* [Requirement 1]:
Could you update the report on Rwandan HIV patients, beginning at the words "Researchers tested the" and stopping after "virus’ outer surface.", with "Researchers" changed to "Scientists"?
* [Requirement 2]:
How would the report on Rwandan HIV patients go on after its last sentence? Write the next part.

* [Text shown]:
Segment Open

Rwandan patients show unusual HIV

From Chicago, at the 41st Interscience Conference on Antimicrobial Agents and Chemotherapy

Routine testing of people in Rwanda who have had human immunodeficiency virus (HIV) for many years without getting AIDS indicates that many are infected with a virus harboring a rare mutation.

Researchers tested the blood of 16 people who have had HIV for at least 12 years but haven’t taken medicine for it and haven’t developed AIDS. The concentrations of T cells in the patients’ blood, which gauges viral destruction of these immune cells, didn’t fall drastically during the years of testing.

Now, close inspection of the virus shows that seven of the people have a form of HIV with rare mutations in the gene encoding a glycoprotein called gp120 in the virus’ outer surface.

Segment Closed

* [Data excerpts]:
Segment Open

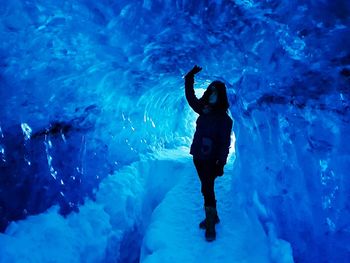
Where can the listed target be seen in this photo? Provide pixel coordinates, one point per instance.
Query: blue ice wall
(89, 86)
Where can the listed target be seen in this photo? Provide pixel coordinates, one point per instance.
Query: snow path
(174, 236)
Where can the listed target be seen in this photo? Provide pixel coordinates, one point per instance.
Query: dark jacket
(212, 138)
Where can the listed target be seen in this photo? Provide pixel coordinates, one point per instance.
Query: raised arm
(192, 100)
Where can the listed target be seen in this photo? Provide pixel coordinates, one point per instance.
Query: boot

Segment Closed

* [Exercise output 1]:
Scientists tested the blood of 16 people who have had HIV for at least 12 years but haven’t taken medicine for it and haven’t developed AIDS. The concentrations of T cells in the patients’ blood, which gauges viral destruction of these immune cells, didn’t fall drastically during the years of testing.

Now, close inspection of the virus shows that seven of the people have a form of HIV with rare mutations in the gene encoding a glycoprotein called gp120 in the virus’ outer surface.

* [Exercise output 2]:
“We found this quite surprising,” says Francois Roman, a physician and researcher at the Center for Public Health Research in Luxembourg. The mutations lie in the part of the gene that encodes the so-called V3 loop of gp120. The researchers still don’t know the importance, if any, of the structural differences that the mutation leads to in the glycoprotein. They might weaken the virus and enable the immune system to control it, Roman speculates. The immune system itself may even modify the gene encoding gp120, he says.

The patients tested in the study all live near the capital city Kigali in this central African country.